§ Kutipan Bacaan
Serang, The Land of Jawara (Serang, Tanah Para Jawara)
Pesisir Teluk Banten, Sebuah peradaban yang dulunya sempat jaya dan
menjadi pusat perekonomian jaman Kesultanan Banten. Di sana hilir mudik
kapal-kapal dagang Saudagar dari Timur Tengah, Asia dan Eropa. Tak terbayangkan
ramainya pelabuhan pada saat itu. Kanal dan benteng pun di bangun sebagai
infrastruktur pendukung perdagangan. Tidak ketinggalan infrastruktur jalan dan
kereta api yang bisa mempercepat laju perputaran barang dan jasa. Pertanian dan
perkebunan pun berkembang dengan pesat seiring dengan dibangunnya sistem
pengolahan air dan pengairan oleh salah satu Sultan Banten yang dikenal dengan
sebutan Sultan Ageng Tirtayasa.
Jadilah wilayah Banten, selain pusat perdagangan internasional,
juga sebagai lumbung pangan pada jaman dan wilayah kekuasaannya. Tak heran,
Banten pada saat itu menjadi daya tarik bagi para perantau untuk mencari
penghidupan. Maka terbentuklah kampung-kampung yang sesuai dengan etnis atau
mata pencahariannya. Ada kampung Dermayon untuk para perantau dari Indramayu
yang bekerja sebagai penggarap sawah. Ada kampung Pecinan untuk etnis Tionghoa
yang berprofesi sebagai pedagang. Kampung Bugis di pinggiran kali Karangantu
yang berprofesi sebagai nelayan dan kampung Demang di pinggir sungai Cengkok
sebagai petambak dan nelayan. Juga kampung Pamarican dan Padek yang berprofesi
sebagai penggarap sawah juga.

§ Tujuan Tugas
Tolong kembalikan tanpa perubahan bagian teks tentang Serang yang dibuka dengan kata-kata berisi "Serang, The Land" dan ditutup dengan "Sultan Ageng Tirtayasa.".

(Entri untuk pelabelan kotak pembatas)
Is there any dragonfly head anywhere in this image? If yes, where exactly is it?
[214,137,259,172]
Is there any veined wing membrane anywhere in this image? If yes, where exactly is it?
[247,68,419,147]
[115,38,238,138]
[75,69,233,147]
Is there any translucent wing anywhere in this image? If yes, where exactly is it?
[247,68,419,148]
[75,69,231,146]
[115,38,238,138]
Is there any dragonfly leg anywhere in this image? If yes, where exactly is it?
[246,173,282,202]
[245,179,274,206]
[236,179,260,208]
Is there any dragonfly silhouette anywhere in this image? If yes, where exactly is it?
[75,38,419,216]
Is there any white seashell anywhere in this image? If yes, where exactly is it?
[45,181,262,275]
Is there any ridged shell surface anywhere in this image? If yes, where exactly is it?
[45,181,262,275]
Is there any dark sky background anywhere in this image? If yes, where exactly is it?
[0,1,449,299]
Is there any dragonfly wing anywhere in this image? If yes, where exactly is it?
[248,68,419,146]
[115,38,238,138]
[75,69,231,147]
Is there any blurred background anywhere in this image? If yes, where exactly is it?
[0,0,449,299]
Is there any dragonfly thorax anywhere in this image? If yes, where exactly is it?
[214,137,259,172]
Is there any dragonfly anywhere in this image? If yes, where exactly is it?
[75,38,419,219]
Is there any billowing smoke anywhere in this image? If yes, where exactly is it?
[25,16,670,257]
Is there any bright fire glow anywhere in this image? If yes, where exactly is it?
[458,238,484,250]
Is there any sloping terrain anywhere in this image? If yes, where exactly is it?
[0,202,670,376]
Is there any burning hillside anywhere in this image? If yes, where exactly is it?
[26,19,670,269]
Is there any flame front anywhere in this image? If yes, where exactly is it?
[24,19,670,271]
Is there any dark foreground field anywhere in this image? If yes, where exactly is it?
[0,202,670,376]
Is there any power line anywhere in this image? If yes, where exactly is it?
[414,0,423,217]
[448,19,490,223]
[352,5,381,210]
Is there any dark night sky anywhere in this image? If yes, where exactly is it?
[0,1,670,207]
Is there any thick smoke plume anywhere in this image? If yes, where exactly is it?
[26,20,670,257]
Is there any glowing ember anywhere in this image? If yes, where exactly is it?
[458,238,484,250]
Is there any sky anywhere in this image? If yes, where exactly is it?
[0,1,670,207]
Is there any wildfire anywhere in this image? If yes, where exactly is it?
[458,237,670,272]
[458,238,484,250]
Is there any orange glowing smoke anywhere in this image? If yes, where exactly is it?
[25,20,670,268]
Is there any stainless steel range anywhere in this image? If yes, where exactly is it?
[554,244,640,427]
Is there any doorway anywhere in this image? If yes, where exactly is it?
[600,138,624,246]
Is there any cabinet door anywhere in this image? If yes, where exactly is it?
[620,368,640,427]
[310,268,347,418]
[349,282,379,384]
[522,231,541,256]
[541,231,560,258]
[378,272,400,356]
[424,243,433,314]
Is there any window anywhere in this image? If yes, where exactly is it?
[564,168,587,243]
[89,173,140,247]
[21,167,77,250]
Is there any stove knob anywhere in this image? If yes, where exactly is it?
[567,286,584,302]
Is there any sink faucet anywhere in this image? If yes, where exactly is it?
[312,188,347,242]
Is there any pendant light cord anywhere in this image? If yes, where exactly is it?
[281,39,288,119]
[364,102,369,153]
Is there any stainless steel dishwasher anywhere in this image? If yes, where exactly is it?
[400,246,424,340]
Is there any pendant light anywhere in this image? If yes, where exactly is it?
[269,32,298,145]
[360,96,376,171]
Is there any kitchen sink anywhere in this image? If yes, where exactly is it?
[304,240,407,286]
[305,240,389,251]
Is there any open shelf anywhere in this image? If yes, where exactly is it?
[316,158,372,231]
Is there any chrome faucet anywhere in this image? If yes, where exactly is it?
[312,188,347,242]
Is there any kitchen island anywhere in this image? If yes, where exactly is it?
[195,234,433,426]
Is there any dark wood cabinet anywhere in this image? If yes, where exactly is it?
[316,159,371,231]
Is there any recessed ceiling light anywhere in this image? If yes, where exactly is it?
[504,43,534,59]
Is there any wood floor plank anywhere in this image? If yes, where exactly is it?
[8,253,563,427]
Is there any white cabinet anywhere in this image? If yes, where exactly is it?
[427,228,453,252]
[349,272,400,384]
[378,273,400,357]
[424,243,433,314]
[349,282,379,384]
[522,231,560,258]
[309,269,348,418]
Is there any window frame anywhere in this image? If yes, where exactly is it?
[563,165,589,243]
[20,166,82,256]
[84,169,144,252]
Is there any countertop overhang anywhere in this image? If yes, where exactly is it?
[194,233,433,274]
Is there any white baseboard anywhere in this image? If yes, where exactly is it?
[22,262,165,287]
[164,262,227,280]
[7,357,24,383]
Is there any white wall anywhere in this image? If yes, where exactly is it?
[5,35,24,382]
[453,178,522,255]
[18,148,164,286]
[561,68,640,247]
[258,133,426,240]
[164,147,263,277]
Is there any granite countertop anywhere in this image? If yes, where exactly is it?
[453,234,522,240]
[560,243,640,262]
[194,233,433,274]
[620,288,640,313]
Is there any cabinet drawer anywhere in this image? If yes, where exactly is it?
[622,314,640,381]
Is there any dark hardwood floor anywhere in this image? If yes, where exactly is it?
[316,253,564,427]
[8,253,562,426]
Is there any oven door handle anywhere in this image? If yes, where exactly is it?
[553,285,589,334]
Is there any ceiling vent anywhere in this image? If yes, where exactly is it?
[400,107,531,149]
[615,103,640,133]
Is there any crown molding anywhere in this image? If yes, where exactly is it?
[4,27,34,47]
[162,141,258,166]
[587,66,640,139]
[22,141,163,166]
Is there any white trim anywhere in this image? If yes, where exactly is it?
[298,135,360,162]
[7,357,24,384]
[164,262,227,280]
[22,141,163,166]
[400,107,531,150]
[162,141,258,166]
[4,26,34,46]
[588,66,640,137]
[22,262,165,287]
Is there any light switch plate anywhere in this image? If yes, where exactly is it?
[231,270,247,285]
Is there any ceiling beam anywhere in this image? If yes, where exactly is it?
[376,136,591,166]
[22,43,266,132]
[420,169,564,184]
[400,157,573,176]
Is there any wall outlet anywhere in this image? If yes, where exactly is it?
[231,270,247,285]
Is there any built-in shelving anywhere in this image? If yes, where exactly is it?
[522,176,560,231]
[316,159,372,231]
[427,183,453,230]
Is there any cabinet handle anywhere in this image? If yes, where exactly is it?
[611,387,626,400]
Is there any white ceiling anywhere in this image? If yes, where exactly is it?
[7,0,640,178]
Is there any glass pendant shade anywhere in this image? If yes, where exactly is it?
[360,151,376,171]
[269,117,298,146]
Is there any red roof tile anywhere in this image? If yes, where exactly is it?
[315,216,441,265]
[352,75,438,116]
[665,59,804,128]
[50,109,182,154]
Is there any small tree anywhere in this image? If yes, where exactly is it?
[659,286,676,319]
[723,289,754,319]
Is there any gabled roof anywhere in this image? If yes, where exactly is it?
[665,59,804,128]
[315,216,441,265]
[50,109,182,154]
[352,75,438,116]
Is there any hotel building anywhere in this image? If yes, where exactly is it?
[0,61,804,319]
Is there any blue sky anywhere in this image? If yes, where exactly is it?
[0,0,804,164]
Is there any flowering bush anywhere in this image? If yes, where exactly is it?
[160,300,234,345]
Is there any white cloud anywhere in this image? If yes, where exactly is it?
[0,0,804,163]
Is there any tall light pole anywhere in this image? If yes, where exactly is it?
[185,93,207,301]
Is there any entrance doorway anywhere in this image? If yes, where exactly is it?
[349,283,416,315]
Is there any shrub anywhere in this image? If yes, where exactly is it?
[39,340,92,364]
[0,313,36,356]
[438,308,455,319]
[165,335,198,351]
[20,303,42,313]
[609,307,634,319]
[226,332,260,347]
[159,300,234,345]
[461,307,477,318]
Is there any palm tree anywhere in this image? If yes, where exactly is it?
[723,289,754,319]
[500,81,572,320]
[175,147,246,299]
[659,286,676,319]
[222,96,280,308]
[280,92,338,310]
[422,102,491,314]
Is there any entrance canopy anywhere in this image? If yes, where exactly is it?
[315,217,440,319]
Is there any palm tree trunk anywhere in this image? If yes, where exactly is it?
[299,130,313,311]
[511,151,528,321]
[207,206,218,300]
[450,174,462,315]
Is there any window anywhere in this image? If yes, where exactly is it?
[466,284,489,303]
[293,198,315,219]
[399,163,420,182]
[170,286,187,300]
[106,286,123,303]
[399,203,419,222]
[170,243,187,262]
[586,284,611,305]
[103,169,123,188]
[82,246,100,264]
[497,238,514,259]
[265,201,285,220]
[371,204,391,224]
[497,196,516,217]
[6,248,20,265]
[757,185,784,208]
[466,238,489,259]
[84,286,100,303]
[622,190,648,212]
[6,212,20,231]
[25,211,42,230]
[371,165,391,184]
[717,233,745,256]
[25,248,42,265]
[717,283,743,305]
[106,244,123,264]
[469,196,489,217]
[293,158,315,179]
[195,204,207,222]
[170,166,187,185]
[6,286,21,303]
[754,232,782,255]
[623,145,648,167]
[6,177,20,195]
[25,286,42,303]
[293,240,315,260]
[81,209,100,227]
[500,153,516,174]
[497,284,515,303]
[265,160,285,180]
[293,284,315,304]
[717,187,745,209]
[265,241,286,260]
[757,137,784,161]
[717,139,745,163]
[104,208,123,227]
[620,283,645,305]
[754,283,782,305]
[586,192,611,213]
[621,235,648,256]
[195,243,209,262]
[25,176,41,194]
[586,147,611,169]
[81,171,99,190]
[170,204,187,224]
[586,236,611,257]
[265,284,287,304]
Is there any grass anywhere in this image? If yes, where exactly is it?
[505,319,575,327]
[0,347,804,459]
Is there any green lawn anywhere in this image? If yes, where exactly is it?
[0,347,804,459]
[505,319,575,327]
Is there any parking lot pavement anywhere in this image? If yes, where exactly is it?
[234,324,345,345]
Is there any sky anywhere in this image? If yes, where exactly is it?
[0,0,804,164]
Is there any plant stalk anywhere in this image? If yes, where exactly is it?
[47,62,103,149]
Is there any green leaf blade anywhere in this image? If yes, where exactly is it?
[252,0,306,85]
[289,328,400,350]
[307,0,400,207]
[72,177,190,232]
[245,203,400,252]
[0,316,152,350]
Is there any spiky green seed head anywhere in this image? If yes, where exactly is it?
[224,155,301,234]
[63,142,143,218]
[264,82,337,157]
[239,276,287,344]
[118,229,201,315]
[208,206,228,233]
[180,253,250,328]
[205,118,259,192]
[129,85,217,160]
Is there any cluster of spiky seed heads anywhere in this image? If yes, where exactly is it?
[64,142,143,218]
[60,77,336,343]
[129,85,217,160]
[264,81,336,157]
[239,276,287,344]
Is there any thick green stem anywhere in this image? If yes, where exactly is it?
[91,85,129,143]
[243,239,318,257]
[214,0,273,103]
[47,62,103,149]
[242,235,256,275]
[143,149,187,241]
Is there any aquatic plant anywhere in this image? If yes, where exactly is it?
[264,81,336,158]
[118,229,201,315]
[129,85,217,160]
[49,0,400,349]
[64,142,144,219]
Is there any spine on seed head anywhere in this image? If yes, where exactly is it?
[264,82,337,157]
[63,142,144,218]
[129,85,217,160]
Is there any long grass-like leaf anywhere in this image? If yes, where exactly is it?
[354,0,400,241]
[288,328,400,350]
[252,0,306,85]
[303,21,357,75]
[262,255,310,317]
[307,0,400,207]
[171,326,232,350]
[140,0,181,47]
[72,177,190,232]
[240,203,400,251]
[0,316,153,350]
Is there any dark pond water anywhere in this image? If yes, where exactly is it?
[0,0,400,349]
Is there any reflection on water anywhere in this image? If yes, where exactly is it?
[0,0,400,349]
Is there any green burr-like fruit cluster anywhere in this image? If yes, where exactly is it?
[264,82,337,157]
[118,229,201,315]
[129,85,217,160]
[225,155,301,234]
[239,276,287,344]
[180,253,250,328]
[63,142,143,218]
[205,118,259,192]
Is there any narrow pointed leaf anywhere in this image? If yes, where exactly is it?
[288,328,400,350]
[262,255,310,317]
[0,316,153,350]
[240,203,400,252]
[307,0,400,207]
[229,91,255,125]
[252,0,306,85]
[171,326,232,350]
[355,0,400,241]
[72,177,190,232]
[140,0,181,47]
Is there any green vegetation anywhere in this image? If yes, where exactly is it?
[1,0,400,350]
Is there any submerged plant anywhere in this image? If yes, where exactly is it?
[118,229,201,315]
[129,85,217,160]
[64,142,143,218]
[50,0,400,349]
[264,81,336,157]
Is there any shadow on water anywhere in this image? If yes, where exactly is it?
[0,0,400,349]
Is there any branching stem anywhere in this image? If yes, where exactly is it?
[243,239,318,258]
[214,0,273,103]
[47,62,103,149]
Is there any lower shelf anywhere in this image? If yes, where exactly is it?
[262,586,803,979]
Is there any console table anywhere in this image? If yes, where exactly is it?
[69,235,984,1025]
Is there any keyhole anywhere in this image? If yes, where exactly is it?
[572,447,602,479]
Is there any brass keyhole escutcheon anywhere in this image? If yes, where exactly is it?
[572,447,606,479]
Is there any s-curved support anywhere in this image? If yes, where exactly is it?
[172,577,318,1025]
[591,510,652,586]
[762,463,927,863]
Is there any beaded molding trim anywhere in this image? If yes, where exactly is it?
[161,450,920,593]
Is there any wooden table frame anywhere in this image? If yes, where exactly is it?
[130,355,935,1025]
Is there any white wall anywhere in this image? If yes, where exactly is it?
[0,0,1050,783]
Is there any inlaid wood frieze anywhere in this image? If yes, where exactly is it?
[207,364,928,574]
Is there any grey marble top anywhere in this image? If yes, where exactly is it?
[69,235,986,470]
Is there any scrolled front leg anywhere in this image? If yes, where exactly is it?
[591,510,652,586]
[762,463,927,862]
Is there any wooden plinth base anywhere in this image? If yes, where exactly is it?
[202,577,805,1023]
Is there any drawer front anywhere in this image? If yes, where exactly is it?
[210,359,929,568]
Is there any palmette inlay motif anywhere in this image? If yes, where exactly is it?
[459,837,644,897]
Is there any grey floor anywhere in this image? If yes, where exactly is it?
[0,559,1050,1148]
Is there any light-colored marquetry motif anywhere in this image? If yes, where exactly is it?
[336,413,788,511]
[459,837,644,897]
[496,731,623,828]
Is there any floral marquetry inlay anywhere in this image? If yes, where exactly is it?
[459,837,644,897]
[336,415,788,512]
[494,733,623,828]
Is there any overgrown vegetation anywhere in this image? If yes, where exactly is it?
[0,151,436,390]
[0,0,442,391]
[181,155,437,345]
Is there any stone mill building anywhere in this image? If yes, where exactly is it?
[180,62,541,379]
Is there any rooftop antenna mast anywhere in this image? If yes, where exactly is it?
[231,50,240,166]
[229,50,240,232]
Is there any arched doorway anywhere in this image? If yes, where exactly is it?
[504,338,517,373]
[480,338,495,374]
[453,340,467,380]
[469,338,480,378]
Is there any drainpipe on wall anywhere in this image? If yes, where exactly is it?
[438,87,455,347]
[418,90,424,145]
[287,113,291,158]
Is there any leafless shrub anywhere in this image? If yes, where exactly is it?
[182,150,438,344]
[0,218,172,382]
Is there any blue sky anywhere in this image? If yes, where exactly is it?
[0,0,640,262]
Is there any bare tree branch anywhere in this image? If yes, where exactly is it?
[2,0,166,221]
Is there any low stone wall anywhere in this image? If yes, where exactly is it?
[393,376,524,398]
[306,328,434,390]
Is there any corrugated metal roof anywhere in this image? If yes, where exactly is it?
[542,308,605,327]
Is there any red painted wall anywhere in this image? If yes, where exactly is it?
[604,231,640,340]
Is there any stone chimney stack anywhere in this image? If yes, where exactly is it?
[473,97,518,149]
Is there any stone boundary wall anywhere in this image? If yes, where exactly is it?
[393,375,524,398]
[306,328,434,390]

§ Jawaban Tertulis
Serang, The Land of Jawara (Serang, Tanah Para Jawara)
Pesisir Teluk Banten, Sebuah peradaban yang dulunya sempat jaya dan
menjadi pusat perekonomian jaman Kesultanan Banten. Di sana hilir mudik
kapal-kapal dagang Saudagar dari Timur Tengah, Asia dan Eropa. Tak terbayangkan
ramainya pelabuhan pada saat itu. Kanal dan benteng pun di bangun sebagai
infrastruktur pendukung perdagangan. Tidak ketinggalan infrastruktur jalan dan
kereta api yang bisa mempercepat laju perputaran barang dan jasa. Pertanian dan
perkebunan pun berkembang dengan pesat seiring dengan dibangunnya sistem
pengolahan air dan pengairan oleh salah satu Sultan Banten yang dikenal dengan
sebutan Sultan Ageng Tirtayasa.